STATED TASK -> Rewrite the rows below from the line containing "Track-and-sign request: indicate each instance of the gray" through the line containing "x=425, y=335", keeping every line in that stretch and leaving all other text unchanged. Raise each x and y coordinate in the answer points by 21.

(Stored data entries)
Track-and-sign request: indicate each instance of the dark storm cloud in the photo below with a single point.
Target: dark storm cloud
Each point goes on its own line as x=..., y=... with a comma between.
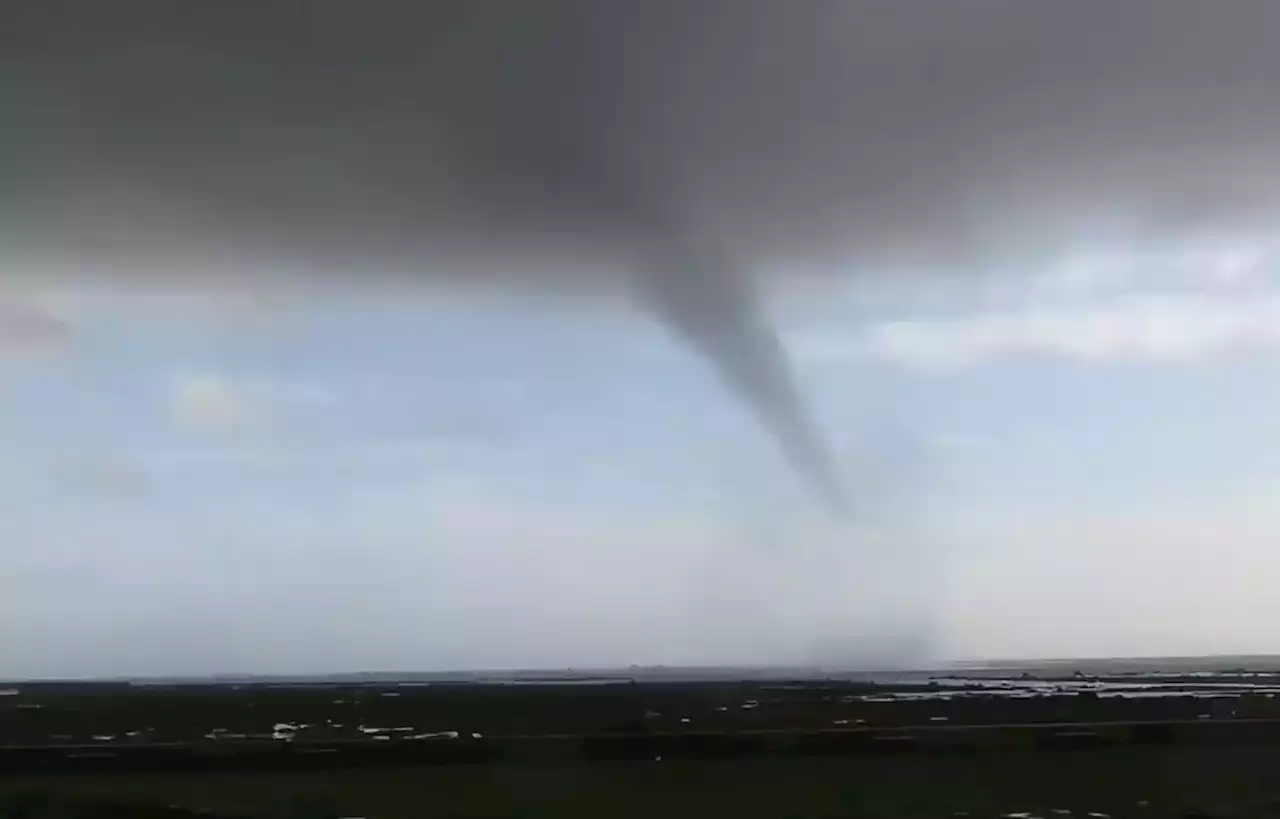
x=682, y=146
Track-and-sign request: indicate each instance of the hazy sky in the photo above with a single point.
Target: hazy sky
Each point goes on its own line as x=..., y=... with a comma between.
x=438, y=334
x=1075, y=463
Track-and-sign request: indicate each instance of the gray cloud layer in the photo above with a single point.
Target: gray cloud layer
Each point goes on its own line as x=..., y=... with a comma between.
x=679, y=146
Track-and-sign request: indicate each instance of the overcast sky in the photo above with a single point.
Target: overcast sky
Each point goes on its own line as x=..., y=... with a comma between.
x=1079, y=463
x=425, y=335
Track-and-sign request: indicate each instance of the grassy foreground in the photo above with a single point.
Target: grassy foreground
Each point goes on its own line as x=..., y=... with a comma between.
x=1120, y=782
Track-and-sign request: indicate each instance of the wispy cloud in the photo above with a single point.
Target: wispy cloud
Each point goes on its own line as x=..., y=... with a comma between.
x=1142, y=328
x=211, y=402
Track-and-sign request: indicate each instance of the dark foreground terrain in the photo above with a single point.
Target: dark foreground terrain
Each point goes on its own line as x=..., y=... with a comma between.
x=1054, y=741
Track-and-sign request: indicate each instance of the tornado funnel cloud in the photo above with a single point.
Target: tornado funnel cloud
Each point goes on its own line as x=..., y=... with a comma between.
x=717, y=314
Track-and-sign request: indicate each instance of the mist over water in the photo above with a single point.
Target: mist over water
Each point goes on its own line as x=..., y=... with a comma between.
x=680, y=156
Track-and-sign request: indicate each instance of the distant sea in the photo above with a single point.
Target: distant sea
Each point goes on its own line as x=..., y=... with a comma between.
x=1208, y=664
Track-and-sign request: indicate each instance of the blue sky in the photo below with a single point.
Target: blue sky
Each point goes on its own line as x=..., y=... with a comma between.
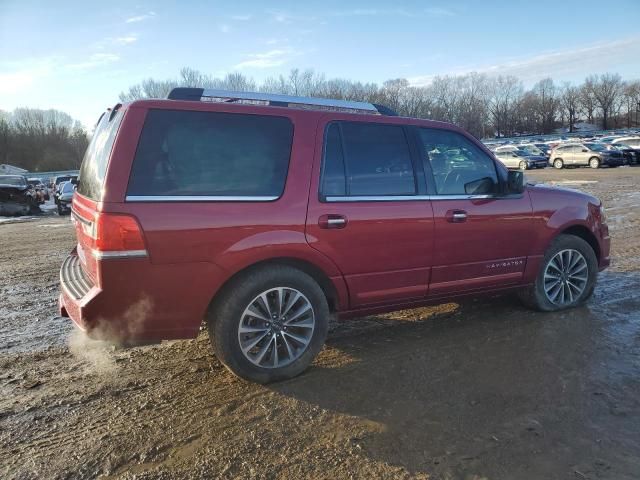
x=77, y=56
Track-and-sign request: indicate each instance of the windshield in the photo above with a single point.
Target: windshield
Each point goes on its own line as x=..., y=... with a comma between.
x=13, y=180
x=94, y=164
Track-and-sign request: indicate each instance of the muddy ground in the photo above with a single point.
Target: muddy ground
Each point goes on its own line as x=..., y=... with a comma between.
x=485, y=389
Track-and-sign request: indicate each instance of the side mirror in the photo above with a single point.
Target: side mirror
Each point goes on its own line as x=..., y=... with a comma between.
x=515, y=181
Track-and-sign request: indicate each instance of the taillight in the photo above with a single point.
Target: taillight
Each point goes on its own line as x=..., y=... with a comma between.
x=116, y=235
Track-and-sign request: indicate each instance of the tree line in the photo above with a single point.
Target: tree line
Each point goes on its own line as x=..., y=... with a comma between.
x=41, y=140
x=485, y=106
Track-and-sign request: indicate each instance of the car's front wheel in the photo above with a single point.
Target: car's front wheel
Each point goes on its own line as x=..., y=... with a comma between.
x=269, y=324
x=566, y=278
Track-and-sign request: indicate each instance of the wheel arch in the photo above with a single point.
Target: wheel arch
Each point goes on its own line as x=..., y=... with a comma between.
x=333, y=296
x=585, y=234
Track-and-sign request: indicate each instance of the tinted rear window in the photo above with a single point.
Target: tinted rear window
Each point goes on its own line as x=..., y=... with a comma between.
x=186, y=153
x=367, y=159
x=94, y=163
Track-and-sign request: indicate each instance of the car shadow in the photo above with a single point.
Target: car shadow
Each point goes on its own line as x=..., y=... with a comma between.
x=489, y=389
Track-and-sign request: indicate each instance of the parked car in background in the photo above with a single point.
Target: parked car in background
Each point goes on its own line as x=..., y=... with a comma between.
x=633, y=142
x=544, y=148
x=16, y=196
x=264, y=219
x=65, y=196
x=593, y=155
x=57, y=181
x=518, y=159
x=41, y=190
x=631, y=154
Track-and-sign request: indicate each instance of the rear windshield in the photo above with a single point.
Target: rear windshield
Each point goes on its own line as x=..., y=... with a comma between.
x=187, y=153
x=94, y=163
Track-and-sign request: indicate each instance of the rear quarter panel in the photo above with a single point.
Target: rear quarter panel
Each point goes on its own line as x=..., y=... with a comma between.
x=205, y=243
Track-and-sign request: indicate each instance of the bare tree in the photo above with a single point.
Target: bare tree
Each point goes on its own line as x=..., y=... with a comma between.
x=506, y=93
x=631, y=99
x=570, y=101
x=606, y=90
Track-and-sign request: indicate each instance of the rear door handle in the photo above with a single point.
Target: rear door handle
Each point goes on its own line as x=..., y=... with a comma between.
x=456, y=216
x=332, y=221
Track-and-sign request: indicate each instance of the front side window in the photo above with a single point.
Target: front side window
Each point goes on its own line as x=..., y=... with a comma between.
x=459, y=166
x=367, y=159
x=188, y=153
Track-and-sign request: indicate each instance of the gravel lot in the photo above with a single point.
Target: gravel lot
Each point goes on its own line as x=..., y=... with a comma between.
x=483, y=389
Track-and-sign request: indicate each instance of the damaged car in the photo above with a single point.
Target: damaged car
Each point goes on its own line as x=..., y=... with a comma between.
x=16, y=196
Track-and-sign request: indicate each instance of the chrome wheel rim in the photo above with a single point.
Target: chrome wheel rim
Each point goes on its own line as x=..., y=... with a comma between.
x=276, y=327
x=565, y=277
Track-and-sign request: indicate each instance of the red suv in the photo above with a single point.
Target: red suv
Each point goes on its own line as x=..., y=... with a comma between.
x=264, y=214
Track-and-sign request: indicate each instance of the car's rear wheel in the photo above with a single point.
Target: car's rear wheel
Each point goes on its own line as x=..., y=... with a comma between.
x=270, y=324
x=566, y=278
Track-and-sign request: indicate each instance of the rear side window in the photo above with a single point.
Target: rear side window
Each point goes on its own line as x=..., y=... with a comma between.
x=187, y=153
x=94, y=163
x=367, y=159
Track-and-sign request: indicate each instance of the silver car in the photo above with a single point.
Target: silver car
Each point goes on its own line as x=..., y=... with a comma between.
x=593, y=155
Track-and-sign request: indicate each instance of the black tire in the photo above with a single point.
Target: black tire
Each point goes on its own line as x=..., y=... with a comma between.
x=225, y=315
x=535, y=297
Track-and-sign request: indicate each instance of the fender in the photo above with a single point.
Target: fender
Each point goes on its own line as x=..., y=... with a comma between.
x=286, y=244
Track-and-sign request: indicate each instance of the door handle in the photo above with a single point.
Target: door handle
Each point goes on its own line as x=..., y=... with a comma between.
x=456, y=216
x=332, y=221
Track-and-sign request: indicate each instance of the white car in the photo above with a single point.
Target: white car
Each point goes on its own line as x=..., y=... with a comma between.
x=633, y=142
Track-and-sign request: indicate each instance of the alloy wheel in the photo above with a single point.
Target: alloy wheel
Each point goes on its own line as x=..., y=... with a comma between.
x=565, y=277
x=276, y=327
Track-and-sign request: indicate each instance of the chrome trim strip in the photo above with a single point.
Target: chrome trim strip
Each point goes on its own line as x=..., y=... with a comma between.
x=405, y=198
x=119, y=254
x=198, y=198
x=272, y=97
x=88, y=223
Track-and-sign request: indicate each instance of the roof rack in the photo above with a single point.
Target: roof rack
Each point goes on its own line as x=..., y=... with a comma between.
x=277, y=100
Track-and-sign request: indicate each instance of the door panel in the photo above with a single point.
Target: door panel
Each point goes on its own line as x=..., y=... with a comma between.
x=384, y=251
x=383, y=245
x=488, y=249
x=482, y=237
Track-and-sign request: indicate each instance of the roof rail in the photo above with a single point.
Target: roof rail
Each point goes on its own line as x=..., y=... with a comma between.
x=277, y=100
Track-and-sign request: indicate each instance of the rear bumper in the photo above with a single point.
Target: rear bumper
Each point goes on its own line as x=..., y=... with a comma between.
x=137, y=301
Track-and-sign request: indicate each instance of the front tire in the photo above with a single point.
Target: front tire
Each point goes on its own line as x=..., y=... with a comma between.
x=567, y=276
x=269, y=324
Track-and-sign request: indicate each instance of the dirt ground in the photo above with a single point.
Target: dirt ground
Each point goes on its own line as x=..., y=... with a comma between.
x=484, y=389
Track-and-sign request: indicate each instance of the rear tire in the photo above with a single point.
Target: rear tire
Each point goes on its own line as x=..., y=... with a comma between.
x=548, y=294
x=286, y=349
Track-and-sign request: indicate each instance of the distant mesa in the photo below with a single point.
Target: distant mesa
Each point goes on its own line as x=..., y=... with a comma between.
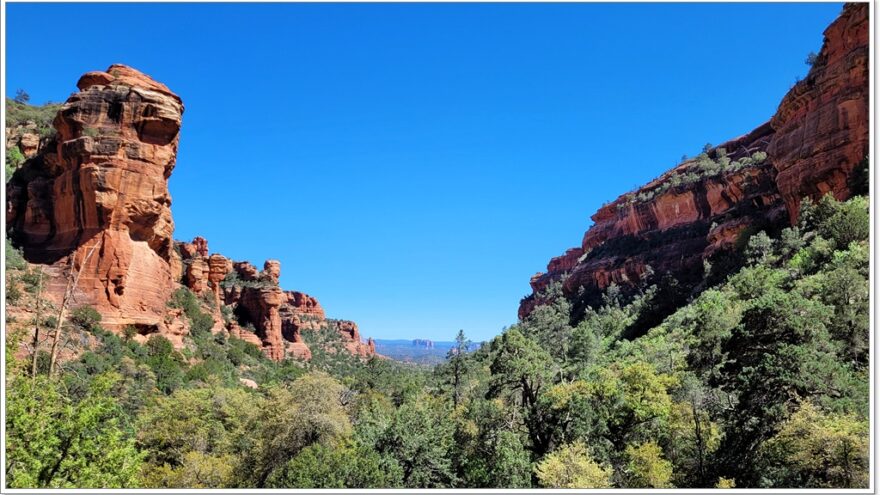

THE SOLUTION ->
Track-and-sign request: indicate each instance of the gray cloud layer in the photo above with a single point.
Target: gray cloud layer
Each point goes on its own line as x=..., y=... with a comma between.
x=700, y=167
Track-and-sign request: indicate each instance of the overcast sky in the photo above with a single point.
Target: overcast sky
Each point goes on its own line as x=..., y=... with a comma between.
x=1100, y=484
x=446, y=356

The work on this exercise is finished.